◆ Exercise prompt: Please pick out every line in the material below that contains the word "green", and copy each of those lines. Case counts, so match only that exact capitalization.

◆ Extracted information:
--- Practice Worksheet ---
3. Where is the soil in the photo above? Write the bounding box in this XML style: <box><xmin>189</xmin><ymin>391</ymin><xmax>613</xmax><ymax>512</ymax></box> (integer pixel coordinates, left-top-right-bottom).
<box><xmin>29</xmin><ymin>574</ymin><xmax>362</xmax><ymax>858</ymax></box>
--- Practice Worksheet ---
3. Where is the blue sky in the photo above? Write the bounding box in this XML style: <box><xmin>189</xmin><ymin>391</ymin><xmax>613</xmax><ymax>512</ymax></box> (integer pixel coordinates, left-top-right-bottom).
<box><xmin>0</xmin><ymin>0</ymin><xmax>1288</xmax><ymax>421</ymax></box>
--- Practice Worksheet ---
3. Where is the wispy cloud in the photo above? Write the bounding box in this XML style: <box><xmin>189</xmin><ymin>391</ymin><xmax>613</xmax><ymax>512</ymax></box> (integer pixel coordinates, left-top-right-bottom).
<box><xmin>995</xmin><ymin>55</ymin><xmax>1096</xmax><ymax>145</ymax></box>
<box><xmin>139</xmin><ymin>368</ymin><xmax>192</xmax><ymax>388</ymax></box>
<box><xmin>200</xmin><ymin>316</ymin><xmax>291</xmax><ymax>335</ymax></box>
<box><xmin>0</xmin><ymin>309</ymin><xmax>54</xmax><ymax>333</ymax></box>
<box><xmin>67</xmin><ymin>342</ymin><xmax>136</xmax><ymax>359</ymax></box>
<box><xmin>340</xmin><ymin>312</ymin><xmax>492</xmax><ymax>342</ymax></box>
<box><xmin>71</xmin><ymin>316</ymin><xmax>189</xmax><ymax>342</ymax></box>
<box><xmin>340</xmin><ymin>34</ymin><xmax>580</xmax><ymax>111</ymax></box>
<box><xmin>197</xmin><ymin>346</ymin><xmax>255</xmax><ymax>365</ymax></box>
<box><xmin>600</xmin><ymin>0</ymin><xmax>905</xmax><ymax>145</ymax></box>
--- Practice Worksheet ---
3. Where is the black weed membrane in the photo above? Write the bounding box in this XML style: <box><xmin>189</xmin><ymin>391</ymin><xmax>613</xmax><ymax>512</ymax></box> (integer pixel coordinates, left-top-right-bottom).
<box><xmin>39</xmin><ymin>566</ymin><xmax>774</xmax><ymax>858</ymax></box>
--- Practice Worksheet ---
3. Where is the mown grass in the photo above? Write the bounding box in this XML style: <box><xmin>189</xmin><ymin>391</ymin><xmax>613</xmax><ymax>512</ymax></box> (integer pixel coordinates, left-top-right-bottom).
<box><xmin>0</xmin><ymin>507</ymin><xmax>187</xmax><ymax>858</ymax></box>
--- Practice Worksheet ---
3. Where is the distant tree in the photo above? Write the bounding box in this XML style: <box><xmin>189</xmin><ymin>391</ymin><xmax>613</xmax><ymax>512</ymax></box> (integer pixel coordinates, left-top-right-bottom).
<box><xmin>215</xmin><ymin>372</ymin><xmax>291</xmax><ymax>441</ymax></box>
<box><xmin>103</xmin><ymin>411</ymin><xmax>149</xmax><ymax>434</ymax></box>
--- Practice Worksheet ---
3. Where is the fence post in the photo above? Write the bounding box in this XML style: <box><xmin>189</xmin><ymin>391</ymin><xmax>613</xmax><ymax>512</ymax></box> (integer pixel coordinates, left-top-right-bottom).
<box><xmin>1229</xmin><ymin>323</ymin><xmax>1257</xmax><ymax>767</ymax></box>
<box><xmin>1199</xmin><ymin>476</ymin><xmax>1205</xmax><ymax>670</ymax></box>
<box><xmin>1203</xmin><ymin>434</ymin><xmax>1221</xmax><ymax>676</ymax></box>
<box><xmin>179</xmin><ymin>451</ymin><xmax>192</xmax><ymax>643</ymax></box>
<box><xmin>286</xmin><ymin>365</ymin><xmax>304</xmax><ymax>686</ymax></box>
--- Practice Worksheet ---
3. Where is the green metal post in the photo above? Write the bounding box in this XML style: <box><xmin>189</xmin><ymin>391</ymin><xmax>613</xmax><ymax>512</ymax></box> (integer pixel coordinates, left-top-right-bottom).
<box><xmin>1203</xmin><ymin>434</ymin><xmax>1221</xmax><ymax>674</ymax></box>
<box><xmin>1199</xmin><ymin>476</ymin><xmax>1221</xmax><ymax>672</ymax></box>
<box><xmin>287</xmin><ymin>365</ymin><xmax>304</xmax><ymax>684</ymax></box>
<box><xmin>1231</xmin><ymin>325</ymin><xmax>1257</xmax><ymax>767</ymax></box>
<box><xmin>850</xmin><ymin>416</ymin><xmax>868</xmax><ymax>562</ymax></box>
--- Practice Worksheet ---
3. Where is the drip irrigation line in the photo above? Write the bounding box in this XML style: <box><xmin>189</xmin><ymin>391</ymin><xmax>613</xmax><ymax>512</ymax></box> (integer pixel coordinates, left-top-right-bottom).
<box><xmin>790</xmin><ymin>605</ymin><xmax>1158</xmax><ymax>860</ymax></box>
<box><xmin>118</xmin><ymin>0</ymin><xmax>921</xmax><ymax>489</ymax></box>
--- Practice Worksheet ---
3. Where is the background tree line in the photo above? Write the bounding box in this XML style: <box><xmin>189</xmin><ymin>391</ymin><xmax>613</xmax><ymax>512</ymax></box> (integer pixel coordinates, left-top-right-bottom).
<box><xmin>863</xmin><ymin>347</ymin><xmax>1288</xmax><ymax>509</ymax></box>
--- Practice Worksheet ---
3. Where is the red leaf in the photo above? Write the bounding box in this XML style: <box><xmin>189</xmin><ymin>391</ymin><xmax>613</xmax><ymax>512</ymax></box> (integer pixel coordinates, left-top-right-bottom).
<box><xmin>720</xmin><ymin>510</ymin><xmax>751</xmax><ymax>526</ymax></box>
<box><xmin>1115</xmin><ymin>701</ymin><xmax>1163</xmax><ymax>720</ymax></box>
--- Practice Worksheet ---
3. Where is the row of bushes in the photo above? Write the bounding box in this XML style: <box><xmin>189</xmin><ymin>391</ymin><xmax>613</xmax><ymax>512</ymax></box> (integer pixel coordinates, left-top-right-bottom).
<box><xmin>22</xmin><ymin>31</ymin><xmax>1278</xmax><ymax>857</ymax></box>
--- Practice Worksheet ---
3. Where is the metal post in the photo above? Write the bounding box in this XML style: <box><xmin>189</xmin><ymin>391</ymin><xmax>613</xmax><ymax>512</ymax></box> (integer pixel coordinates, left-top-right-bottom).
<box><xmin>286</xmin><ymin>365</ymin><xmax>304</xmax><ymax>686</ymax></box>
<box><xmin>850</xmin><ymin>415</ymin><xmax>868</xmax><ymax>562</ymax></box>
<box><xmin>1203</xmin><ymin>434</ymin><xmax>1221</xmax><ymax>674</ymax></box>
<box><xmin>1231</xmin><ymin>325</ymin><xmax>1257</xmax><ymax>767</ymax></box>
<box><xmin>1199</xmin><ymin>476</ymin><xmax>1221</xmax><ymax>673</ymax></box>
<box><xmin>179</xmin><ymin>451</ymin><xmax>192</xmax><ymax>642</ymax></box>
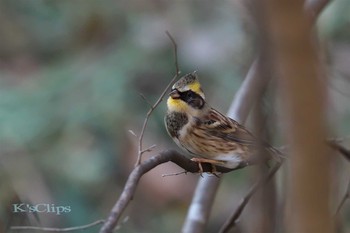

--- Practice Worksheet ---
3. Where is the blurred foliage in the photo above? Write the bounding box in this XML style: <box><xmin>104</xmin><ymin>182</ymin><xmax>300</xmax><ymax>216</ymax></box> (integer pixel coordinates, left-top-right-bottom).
<box><xmin>0</xmin><ymin>0</ymin><xmax>350</xmax><ymax>232</ymax></box>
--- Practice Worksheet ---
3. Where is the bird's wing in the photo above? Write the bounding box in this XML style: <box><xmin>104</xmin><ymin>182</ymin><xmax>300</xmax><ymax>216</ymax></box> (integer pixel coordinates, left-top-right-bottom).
<box><xmin>199</xmin><ymin>108</ymin><xmax>257</xmax><ymax>146</ymax></box>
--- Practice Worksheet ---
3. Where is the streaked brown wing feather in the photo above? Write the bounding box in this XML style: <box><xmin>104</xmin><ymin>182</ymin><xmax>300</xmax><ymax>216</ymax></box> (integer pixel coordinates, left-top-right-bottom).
<box><xmin>197</xmin><ymin>108</ymin><xmax>257</xmax><ymax>145</ymax></box>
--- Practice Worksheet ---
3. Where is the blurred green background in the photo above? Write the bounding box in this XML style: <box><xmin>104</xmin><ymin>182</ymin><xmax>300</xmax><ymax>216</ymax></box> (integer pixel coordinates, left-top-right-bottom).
<box><xmin>0</xmin><ymin>0</ymin><xmax>350</xmax><ymax>232</ymax></box>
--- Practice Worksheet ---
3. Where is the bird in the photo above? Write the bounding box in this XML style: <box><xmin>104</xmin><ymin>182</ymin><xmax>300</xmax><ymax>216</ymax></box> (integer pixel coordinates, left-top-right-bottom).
<box><xmin>164</xmin><ymin>71</ymin><xmax>278</xmax><ymax>172</ymax></box>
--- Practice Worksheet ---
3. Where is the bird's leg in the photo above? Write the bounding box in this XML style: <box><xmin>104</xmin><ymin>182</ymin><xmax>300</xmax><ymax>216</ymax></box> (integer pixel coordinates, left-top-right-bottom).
<box><xmin>191</xmin><ymin>158</ymin><xmax>225</xmax><ymax>176</ymax></box>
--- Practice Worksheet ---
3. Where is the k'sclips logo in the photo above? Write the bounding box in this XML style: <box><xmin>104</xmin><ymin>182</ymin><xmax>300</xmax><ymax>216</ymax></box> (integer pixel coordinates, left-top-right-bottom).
<box><xmin>12</xmin><ymin>203</ymin><xmax>72</xmax><ymax>215</ymax></box>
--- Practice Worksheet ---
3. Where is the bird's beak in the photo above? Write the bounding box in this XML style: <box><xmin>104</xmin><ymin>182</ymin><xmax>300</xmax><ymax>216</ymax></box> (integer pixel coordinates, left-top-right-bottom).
<box><xmin>169</xmin><ymin>89</ymin><xmax>180</xmax><ymax>99</ymax></box>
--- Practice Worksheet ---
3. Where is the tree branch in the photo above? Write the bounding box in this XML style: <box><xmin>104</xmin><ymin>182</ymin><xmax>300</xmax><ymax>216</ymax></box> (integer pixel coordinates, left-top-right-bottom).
<box><xmin>100</xmin><ymin>150</ymin><xmax>246</xmax><ymax>233</ymax></box>
<box><xmin>135</xmin><ymin>31</ymin><xmax>180</xmax><ymax>166</ymax></box>
<box><xmin>10</xmin><ymin>220</ymin><xmax>105</xmax><ymax>232</ymax></box>
<box><xmin>219</xmin><ymin>162</ymin><xmax>282</xmax><ymax>233</ymax></box>
<box><xmin>182</xmin><ymin>0</ymin><xmax>328</xmax><ymax>233</ymax></box>
<box><xmin>335</xmin><ymin>181</ymin><xmax>350</xmax><ymax>216</ymax></box>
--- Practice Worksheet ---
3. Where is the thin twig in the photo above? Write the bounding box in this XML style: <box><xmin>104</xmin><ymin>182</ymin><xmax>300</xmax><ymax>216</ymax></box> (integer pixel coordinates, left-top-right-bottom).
<box><xmin>135</xmin><ymin>31</ymin><xmax>180</xmax><ymax>167</ymax></box>
<box><xmin>100</xmin><ymin>150</ymin><xmax>241</xmax><ymax>233</ymax></box>
<box><xmin>219</xmin><ymin>162</ymin><xmax>282</xmax><ymax>233</ymax></box>
<box><xmin>10</xmin><ymin>220</ymin><xmax>105</xmax><ymax>232</ymax></box>
<box><xmin>327</xmin><ymin>139</ymin><xmax>350</xmax><ymax>161</ymax></box>
<box><xmin>335</xmin><ymin>180</ymin><xmax>350</xmax><ymax>216</ymax></box>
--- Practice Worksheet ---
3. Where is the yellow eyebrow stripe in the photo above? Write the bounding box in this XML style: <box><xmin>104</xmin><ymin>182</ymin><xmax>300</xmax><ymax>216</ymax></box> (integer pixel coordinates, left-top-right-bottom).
<box><xmin>188</xmin><ymin>82</ymin><xmax>202</xmax><ymax>93</ymax></box>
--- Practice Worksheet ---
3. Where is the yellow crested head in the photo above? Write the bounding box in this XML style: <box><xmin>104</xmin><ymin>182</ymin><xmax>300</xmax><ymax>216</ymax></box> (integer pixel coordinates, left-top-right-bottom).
<box><xmin>167</xmin><ymin>72</ymin><xmax>205</xmax><ymax>113</ymax></box>
<box><xmin>172</xmin><ymin>71</ymin><xmax>205</xmax><ymax>99</ymax></box>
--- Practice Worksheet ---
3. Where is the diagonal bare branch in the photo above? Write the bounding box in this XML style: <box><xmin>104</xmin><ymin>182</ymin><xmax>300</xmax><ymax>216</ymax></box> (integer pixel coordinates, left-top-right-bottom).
<box><xmin>135</xmin><ymin>31</ymin><xmax>180</xmax><ymax>167</ymax></box>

◆ Written solution:
3. Where is the green metal post in the photo above? Write the bounding box in this XML style: <box><xmin>189</xmin><ymin>391</ymin><xmax>613</xmax><ymax>512</ymax></box> (integer pixel coordinates, left-top-right-bottom).
3. Where is the blurred green background in the photo above? Write the bounding box in this XML style: <box><xmin>104</xmin><ymin>182</ymin><xmax>300</xmax><ymax>216</ymax></box> (integer pixel coordinates, left-top-right-bottom).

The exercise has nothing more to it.